● Exercise aim
Look through the records and copy each line that has "dark" in it.

● The records
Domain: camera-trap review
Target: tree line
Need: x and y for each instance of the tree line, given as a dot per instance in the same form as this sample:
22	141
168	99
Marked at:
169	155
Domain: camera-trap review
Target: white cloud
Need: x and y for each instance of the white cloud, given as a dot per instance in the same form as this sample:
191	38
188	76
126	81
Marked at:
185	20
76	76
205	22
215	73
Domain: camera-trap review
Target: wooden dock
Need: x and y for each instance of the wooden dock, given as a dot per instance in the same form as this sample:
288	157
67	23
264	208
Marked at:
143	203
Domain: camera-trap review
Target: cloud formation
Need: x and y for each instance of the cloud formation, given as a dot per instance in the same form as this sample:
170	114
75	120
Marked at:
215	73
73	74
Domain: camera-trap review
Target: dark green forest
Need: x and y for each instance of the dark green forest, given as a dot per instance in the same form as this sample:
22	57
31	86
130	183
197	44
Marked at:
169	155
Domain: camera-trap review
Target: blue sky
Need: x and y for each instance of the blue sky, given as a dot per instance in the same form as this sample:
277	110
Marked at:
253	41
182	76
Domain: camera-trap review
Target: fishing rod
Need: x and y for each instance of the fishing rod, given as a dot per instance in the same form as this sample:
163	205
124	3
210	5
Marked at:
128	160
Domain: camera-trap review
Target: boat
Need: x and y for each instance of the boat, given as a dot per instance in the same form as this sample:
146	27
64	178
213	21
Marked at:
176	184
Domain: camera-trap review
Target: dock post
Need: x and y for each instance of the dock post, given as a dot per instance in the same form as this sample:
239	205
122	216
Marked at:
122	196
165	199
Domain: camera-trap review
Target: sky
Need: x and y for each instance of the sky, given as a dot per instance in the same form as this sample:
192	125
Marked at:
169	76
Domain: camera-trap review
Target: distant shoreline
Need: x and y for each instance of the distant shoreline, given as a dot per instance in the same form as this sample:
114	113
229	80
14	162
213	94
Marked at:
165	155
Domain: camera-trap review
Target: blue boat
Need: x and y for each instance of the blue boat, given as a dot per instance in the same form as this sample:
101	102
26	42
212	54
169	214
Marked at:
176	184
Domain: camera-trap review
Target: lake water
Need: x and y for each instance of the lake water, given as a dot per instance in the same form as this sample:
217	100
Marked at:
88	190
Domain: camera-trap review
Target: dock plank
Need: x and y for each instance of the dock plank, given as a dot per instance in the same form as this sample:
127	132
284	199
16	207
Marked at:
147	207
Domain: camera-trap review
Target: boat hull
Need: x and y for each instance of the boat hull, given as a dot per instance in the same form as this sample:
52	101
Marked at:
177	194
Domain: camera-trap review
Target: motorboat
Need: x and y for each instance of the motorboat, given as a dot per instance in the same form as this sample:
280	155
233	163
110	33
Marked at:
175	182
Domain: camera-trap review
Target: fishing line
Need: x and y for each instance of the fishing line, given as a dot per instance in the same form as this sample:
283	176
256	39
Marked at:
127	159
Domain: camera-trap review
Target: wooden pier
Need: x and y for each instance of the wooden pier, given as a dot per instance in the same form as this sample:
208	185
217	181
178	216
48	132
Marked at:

● Reply to the task
Target: dark green forest
Need: x and y for each instance of the dark green forest, given as a dot per instance in the same form as this sample:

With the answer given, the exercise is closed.